Task goal: Reproduce the following records exactly from the line containing "Query: man's head" onward, ending with the last line and including it.

Segment Start: Records for processing

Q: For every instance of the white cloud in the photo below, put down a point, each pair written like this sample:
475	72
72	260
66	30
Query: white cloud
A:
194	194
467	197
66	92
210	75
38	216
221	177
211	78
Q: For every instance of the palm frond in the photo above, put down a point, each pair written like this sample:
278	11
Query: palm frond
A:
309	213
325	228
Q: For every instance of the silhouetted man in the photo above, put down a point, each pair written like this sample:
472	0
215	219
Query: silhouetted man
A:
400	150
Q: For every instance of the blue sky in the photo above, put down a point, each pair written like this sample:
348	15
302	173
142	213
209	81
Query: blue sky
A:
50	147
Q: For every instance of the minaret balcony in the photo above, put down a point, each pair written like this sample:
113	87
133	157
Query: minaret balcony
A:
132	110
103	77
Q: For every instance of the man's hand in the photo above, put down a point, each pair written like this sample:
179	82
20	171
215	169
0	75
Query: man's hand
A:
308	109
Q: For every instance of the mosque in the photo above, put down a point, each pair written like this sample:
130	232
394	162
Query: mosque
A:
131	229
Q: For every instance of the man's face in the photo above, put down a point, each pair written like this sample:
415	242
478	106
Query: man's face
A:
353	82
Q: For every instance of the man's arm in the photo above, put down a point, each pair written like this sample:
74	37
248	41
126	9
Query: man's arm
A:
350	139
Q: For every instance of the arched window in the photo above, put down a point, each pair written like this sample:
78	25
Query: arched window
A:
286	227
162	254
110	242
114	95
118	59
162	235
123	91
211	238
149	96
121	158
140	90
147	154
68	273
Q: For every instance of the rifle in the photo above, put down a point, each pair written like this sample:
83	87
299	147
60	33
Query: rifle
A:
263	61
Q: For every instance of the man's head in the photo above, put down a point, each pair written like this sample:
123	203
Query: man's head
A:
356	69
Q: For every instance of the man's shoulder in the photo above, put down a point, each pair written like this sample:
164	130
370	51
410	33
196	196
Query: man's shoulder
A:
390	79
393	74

Segment End: Records for processing

Response to the task:
Query: man's head
A:
356	69
Q: For every instance of the man's shoulder in the photo above, put down a point, each pair written like this sample:
164	130
370	51
410	33
196	196
Query: man's shoulder
A:
390	79
393	74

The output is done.